**Supplied passage:**

When he died of a heart attack in New York in 2006, obituaries of Frederick Busch called him a “writer’s writer,”—someone who “seemed to impress critics more than the mass audience,” as The New York Times put it. It’s a shame his work didn’t reach a broader audience in his lifetime. A new collection of Busch’s stories reveals a powerful writer whose fiction is as deeply compassionate and accessible as it is well-crafted.

These stories find ordinary American husbands, wives, lovers, parents, siblings, and children in crisis. Sometimes, the source of the cataclysm is plainly identifiable—as in “Ralph the Duck,” in which a campus security guard rushes to save a suicidal student, “somebody’s red-headed daughter, standing in a quadrangle how many miles from home and weeping.” Elsewhere, the cloud that looms is something more subtle. That’s the case with “What You Might As Well Call Love,” a story about young parents unspeakably frightened by the weight of adult responsibility.

**Material supplied:**
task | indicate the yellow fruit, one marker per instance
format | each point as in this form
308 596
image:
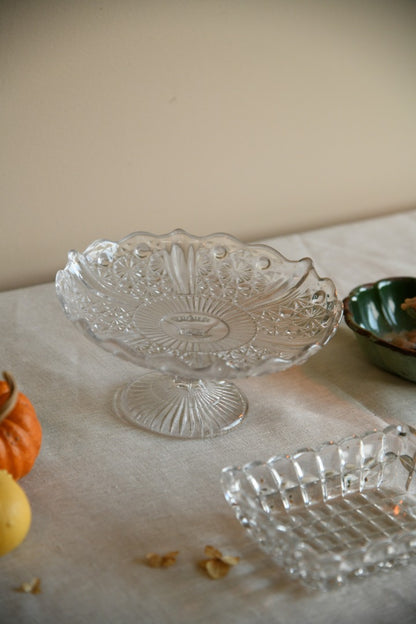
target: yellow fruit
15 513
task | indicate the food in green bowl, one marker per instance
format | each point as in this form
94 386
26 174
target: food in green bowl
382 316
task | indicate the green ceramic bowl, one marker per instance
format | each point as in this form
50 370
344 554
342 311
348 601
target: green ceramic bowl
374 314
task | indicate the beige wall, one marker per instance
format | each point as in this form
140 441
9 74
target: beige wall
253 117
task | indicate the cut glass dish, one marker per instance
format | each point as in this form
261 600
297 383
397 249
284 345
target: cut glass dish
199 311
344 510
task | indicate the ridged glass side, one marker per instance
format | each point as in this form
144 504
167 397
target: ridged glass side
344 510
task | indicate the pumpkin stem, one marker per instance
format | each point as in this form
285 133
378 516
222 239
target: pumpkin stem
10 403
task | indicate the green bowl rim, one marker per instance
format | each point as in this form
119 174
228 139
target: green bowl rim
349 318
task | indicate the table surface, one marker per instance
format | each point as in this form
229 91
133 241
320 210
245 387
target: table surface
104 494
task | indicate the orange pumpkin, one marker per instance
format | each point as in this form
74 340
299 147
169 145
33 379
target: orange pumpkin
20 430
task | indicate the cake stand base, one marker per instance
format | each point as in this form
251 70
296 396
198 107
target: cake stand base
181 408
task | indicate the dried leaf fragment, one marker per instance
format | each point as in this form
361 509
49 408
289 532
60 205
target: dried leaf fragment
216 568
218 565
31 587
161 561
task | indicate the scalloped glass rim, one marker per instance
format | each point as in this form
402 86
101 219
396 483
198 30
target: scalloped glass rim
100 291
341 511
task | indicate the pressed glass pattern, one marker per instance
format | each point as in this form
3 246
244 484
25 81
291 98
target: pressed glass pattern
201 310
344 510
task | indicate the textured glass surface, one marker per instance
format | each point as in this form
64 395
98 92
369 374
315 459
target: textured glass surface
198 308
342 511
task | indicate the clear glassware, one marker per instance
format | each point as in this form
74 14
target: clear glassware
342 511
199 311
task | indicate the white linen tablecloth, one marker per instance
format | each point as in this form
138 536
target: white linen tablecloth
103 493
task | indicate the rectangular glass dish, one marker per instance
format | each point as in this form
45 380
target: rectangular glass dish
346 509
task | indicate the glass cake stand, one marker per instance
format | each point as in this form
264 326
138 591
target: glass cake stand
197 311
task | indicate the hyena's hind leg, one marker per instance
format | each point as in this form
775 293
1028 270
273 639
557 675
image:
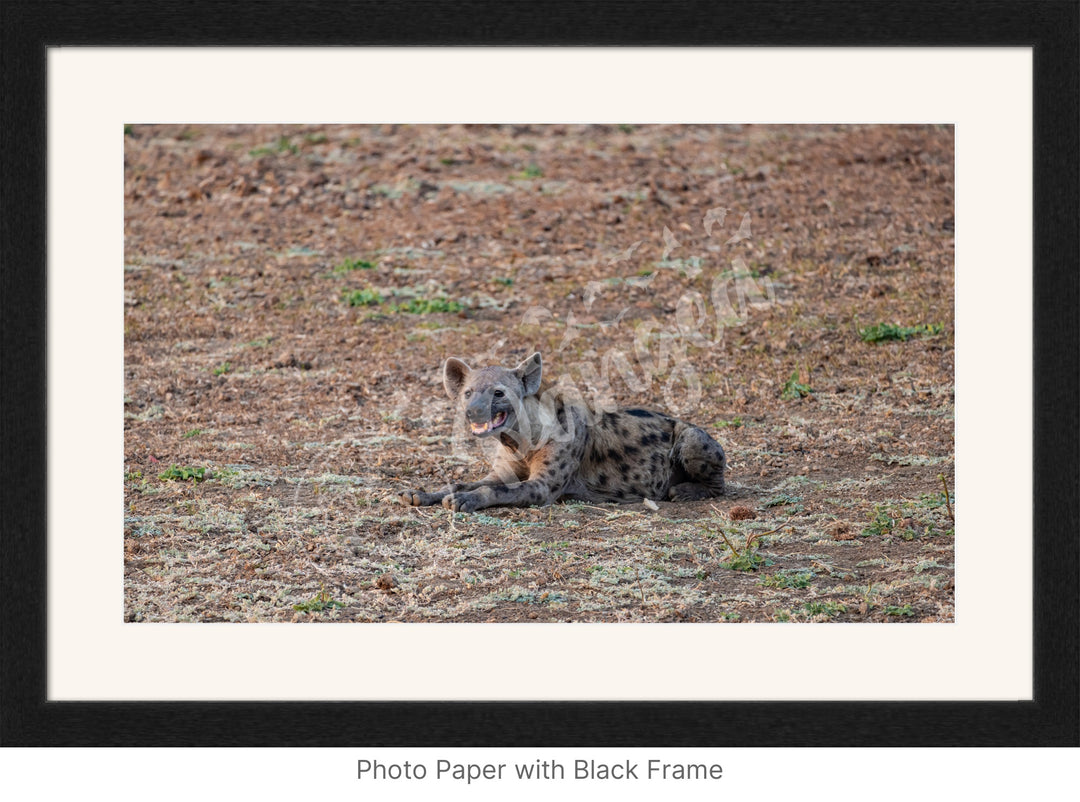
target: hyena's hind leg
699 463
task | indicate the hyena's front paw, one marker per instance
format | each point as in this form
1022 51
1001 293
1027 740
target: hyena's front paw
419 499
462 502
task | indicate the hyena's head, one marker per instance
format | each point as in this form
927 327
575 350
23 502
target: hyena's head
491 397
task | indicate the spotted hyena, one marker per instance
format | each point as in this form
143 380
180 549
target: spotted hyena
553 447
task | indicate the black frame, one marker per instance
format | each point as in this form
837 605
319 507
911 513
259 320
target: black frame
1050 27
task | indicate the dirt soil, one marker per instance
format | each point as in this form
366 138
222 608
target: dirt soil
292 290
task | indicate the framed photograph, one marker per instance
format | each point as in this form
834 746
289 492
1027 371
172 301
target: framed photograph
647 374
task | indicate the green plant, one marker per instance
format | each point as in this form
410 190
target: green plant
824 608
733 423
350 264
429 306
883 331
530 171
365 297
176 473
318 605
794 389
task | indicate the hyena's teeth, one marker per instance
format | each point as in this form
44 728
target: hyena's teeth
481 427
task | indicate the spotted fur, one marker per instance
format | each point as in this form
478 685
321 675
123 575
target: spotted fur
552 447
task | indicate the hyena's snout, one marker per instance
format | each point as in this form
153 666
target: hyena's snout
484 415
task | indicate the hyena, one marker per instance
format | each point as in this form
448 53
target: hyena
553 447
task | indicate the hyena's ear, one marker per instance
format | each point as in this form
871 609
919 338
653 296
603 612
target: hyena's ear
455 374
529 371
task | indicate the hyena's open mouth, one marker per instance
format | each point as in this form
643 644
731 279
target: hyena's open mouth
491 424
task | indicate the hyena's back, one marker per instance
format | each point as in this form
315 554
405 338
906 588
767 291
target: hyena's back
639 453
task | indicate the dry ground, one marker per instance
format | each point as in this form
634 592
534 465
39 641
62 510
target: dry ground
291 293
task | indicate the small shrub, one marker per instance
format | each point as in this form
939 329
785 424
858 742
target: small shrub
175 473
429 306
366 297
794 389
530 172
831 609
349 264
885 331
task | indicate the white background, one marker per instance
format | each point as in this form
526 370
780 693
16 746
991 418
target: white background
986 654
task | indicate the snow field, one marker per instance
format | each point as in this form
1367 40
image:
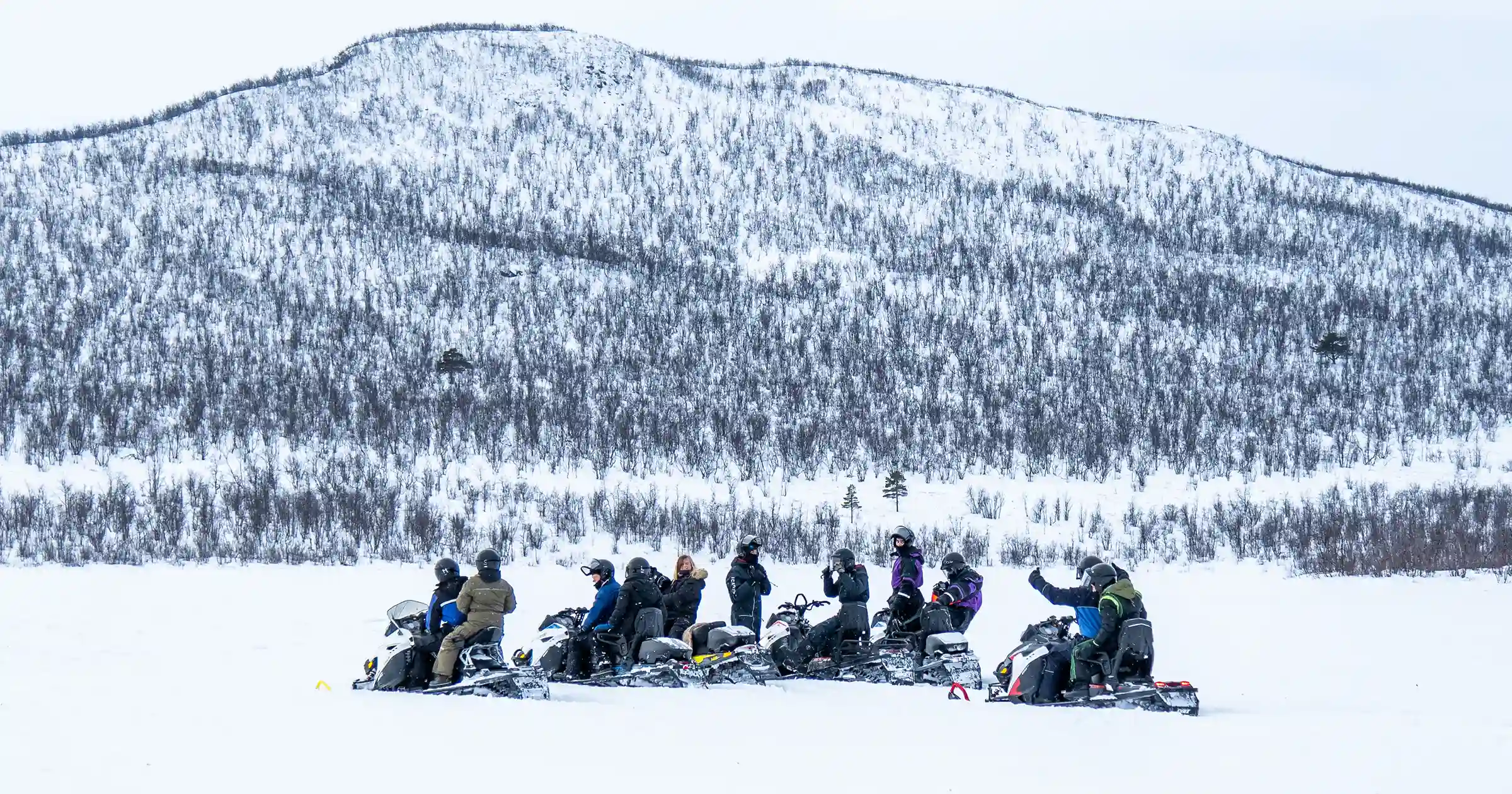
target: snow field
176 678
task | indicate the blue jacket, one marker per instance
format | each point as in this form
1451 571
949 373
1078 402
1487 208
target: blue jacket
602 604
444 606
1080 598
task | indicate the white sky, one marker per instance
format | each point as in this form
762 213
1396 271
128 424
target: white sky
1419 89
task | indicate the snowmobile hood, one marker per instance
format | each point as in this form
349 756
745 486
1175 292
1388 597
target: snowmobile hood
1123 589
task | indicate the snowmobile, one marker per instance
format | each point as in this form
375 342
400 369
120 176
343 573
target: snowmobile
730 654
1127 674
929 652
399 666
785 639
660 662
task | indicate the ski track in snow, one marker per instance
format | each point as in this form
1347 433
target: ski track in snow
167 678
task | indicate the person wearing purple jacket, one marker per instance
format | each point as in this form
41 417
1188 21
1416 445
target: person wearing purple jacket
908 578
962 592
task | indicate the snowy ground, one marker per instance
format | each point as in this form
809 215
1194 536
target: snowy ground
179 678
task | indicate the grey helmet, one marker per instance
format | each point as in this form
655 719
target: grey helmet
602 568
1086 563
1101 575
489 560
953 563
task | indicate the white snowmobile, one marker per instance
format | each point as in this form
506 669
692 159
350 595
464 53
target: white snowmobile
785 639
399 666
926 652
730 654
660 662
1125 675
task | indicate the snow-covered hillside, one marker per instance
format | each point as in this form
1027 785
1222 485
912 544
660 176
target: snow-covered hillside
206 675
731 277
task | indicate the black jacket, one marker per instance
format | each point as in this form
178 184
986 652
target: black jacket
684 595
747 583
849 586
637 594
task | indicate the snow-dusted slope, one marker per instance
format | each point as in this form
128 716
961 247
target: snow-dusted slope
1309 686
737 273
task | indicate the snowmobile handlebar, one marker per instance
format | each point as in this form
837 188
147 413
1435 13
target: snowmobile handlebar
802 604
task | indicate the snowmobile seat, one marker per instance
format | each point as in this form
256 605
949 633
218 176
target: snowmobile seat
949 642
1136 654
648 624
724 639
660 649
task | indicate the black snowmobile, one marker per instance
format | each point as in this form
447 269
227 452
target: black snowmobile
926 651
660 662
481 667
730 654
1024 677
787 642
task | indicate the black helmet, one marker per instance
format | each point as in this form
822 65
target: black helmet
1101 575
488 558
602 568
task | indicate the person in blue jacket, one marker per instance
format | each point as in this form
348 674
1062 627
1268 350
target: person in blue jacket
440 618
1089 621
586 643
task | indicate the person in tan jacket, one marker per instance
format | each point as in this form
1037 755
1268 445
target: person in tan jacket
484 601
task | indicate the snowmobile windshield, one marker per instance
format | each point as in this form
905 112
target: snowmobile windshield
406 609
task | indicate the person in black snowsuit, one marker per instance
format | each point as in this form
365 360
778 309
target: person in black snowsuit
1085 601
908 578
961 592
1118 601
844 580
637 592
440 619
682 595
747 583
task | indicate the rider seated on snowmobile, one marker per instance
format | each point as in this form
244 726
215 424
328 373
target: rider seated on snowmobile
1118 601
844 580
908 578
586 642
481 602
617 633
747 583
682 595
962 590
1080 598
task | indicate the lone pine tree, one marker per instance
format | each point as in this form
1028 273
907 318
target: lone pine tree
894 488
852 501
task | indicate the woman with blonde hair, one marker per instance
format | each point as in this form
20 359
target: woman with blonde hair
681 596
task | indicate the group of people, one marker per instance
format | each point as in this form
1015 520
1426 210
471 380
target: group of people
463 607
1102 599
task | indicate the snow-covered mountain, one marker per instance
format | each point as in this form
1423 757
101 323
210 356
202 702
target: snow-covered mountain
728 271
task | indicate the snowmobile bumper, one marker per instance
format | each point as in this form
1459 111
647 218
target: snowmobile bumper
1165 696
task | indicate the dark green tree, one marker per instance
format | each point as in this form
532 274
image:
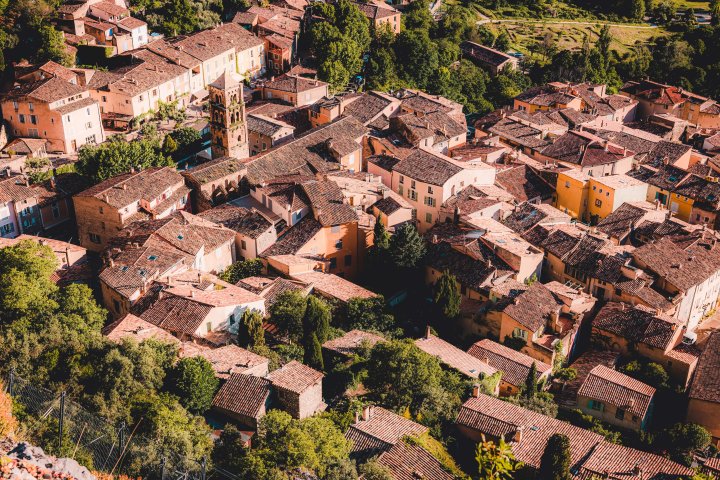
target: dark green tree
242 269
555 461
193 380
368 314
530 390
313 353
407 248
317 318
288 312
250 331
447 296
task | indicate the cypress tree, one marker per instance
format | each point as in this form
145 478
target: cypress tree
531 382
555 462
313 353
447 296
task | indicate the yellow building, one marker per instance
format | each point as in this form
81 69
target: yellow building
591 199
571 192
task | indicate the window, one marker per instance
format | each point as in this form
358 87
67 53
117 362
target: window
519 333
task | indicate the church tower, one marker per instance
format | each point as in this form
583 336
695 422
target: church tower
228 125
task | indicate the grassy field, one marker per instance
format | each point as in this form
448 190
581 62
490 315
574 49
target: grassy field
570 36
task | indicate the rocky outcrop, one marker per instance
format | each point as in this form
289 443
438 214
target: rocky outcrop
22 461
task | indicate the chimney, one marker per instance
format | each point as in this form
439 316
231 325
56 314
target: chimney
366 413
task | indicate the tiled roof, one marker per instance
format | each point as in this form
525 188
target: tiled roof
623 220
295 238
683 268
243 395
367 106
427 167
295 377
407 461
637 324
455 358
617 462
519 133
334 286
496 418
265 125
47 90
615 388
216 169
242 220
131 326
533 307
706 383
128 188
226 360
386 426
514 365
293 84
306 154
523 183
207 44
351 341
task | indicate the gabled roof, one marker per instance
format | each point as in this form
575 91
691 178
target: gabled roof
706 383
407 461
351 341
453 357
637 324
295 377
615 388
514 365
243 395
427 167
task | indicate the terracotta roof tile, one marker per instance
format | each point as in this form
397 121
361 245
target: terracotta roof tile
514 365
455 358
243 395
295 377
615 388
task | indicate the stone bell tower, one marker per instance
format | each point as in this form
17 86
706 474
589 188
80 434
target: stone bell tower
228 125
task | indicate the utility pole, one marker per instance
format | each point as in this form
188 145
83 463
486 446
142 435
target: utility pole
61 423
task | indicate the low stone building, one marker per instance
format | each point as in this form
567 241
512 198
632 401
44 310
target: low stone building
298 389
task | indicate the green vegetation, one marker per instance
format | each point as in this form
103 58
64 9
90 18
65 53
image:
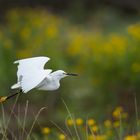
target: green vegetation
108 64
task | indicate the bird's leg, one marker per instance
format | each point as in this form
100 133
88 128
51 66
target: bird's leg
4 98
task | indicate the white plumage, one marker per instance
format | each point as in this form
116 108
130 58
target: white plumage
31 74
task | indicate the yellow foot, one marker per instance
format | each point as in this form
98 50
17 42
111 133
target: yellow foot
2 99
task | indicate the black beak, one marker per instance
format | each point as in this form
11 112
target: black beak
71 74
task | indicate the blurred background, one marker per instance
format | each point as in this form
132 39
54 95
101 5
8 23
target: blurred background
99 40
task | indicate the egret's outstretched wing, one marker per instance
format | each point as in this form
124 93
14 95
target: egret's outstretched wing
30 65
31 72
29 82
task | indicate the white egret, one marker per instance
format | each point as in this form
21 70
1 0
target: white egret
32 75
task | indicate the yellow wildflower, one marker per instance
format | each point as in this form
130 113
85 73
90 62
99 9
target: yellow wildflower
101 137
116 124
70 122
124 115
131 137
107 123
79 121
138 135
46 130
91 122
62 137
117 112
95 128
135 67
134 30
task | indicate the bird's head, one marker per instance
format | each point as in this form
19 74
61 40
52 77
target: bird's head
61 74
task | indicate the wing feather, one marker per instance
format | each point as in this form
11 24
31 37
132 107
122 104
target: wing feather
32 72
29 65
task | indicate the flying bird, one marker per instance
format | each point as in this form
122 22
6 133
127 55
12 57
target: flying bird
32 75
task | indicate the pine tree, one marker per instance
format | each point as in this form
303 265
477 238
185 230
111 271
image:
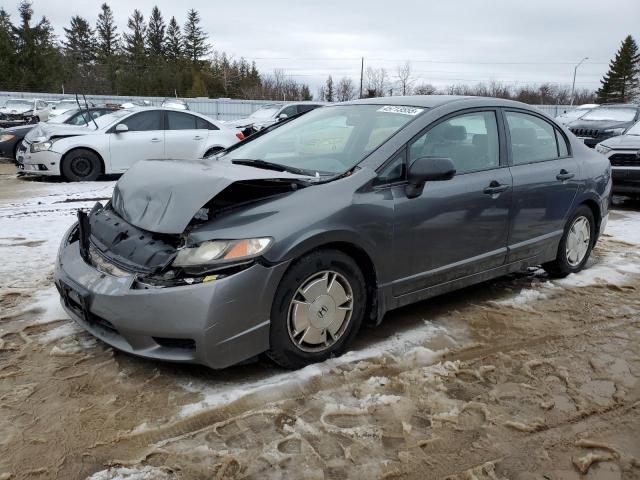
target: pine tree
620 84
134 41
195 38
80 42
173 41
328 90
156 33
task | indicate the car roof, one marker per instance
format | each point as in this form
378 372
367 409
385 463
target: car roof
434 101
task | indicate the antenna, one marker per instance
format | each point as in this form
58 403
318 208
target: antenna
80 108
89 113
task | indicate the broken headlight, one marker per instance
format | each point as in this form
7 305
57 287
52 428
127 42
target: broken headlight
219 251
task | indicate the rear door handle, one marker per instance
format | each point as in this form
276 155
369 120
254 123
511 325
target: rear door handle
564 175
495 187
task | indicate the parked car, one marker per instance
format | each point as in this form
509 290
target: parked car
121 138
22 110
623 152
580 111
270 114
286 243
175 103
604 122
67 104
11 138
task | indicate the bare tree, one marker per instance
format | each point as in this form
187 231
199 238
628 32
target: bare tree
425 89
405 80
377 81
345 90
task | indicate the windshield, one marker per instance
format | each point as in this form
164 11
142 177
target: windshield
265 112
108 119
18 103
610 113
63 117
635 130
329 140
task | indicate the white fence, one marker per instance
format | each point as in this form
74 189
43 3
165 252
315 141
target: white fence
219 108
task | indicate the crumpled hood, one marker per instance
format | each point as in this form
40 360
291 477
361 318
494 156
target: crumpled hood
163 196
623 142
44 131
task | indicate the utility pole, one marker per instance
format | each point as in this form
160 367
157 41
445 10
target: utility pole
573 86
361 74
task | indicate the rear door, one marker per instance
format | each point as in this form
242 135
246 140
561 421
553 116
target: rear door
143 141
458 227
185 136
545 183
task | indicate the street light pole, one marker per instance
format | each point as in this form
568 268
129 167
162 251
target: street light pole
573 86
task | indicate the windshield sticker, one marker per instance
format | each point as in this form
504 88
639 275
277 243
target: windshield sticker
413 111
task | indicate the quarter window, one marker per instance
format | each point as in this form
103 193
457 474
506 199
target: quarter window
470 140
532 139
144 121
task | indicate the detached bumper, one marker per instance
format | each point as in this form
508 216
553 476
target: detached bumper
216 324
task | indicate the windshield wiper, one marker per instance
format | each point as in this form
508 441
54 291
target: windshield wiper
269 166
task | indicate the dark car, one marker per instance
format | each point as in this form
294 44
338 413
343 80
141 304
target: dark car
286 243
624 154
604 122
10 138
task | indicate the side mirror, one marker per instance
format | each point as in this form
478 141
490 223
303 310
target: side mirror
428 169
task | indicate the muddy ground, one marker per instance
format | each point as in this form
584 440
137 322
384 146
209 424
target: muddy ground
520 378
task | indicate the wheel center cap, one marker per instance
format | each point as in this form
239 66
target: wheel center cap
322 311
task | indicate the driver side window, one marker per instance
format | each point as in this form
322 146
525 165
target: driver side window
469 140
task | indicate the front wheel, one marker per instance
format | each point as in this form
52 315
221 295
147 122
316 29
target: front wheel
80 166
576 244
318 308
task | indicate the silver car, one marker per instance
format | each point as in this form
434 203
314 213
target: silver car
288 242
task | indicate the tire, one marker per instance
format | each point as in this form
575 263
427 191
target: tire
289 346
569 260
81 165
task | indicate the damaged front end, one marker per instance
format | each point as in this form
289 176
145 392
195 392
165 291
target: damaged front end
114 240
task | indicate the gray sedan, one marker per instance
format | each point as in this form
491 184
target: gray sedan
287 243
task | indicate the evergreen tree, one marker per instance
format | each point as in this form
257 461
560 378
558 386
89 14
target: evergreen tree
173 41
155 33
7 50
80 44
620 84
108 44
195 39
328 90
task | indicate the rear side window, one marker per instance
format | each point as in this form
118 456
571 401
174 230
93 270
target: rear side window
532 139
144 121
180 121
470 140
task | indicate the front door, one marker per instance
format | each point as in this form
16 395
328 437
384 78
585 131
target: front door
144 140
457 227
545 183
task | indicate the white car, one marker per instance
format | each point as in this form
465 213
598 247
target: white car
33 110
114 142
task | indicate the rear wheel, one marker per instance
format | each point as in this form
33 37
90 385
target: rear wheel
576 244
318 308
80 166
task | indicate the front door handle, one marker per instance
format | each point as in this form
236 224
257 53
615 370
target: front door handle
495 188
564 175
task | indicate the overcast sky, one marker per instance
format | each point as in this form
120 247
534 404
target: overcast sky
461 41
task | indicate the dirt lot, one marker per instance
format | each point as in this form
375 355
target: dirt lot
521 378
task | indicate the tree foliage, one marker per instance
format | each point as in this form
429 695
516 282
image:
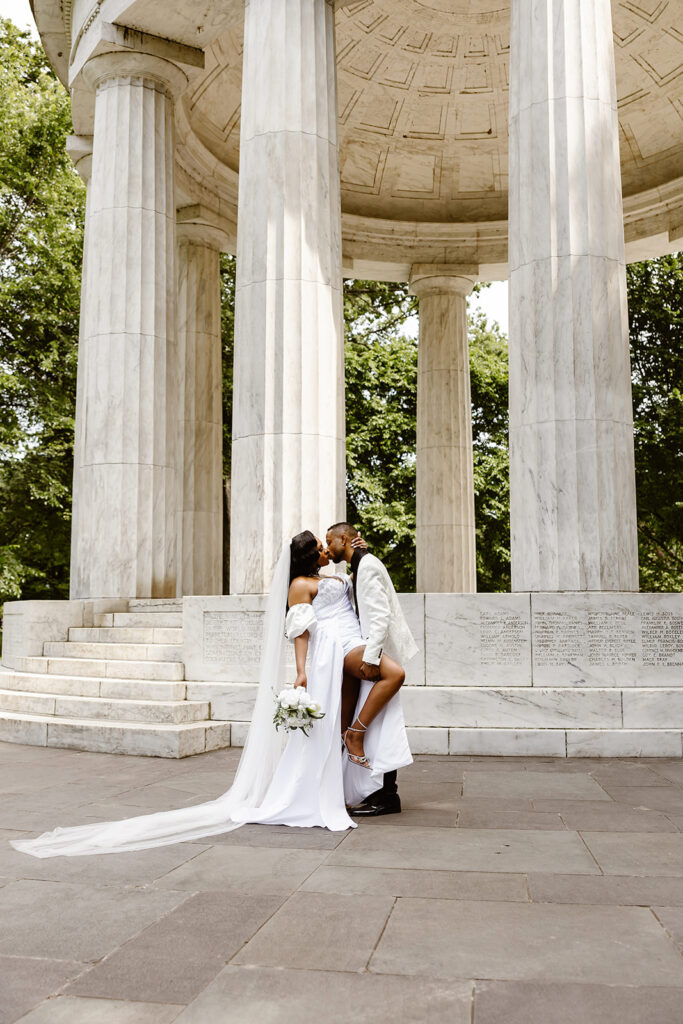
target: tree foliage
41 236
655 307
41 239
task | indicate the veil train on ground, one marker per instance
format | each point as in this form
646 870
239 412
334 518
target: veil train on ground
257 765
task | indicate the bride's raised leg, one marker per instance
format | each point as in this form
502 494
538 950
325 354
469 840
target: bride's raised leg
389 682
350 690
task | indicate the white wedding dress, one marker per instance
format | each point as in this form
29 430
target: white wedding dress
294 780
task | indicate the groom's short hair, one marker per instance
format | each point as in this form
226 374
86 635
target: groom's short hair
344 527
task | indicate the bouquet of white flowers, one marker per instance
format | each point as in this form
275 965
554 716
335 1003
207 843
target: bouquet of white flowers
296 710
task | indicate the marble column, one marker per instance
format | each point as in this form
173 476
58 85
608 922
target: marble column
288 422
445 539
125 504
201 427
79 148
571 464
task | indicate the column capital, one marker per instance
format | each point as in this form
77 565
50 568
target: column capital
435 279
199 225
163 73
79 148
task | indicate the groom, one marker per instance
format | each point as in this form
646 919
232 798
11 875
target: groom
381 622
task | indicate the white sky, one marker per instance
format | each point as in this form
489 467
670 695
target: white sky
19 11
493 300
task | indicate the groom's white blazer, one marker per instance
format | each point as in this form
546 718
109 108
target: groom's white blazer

**Problem to work on:**
Could you write out the Frederick Busch review from "These stories find" up to and including "of adult responsibility.", changing "campus security guard" to "night watchman"?

**Written response:**
These stories find ordinary American husbands, wives, lovers, parents, siblings, and children in crisis. Sometimes, the source of the cataclysm is plainly identifiable—as in “Ralph the Duck,” in which a night watchman rushes to save a suicidal student, “somebody’s red-headed daughter, standing in a quadrangle how many miles from home and weeping.” Elsewhere, the cloud that looms is something more subtle. That’s the case with “What You Might As Well Call Love,” a story about young parents unspeakably frightened by the weight of adult responsibility.